CHALLENGE – Gather every line in the records below that contains the word "blue", counting only matches with the same case.

DATA SHOWN –

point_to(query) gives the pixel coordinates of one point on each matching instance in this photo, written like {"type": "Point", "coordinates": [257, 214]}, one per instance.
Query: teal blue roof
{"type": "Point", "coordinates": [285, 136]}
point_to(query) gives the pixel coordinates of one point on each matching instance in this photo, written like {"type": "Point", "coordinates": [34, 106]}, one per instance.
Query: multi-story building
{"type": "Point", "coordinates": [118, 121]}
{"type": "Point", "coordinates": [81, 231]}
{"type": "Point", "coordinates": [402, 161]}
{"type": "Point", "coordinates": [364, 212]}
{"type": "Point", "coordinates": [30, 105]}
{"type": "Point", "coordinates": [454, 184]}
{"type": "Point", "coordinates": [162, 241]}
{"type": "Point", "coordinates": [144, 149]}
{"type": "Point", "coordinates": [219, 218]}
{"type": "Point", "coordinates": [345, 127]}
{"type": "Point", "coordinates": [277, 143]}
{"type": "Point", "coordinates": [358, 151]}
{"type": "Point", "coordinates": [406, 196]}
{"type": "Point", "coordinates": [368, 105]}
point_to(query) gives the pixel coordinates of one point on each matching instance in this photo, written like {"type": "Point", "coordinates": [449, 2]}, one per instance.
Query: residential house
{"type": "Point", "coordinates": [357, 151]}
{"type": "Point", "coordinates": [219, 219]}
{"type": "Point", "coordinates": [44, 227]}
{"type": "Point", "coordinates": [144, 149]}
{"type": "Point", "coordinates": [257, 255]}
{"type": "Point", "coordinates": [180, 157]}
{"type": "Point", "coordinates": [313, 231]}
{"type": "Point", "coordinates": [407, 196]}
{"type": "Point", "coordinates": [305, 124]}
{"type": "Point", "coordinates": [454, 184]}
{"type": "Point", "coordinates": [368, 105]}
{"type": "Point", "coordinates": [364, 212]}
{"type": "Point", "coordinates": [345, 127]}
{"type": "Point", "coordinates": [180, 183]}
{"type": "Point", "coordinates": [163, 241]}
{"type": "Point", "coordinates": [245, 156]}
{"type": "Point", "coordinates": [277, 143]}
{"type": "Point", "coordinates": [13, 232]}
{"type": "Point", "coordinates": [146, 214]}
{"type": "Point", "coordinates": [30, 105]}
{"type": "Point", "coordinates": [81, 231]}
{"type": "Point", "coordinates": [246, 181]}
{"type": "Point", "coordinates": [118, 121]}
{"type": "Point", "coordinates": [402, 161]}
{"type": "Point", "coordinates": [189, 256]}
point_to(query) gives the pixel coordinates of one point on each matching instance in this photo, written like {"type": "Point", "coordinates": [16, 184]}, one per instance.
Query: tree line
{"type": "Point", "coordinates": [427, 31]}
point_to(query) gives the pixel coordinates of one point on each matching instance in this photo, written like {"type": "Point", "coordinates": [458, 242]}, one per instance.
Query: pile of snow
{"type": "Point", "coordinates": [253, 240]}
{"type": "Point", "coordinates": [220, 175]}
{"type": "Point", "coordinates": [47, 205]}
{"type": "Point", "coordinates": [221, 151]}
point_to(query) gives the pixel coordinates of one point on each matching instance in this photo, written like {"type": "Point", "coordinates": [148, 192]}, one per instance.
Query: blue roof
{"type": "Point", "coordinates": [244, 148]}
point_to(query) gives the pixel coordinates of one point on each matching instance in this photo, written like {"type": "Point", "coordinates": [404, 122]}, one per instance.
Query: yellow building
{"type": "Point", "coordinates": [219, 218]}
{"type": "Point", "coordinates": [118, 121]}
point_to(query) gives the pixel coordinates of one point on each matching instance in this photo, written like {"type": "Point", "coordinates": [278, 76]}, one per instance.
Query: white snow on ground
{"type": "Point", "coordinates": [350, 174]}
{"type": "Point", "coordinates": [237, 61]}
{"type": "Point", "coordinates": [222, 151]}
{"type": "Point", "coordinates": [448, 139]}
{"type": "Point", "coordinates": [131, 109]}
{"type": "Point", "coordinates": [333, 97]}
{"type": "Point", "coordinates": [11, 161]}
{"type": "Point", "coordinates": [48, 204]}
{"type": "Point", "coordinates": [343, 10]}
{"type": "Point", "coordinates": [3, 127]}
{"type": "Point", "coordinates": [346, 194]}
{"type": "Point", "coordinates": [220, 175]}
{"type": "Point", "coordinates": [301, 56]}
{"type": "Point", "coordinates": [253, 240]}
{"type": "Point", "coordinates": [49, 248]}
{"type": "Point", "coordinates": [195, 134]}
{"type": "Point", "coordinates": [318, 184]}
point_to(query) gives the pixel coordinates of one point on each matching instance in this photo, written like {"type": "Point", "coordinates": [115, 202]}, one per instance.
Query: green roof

SOLUTION BELOW –
Query: teal blue roof
Query: blue roof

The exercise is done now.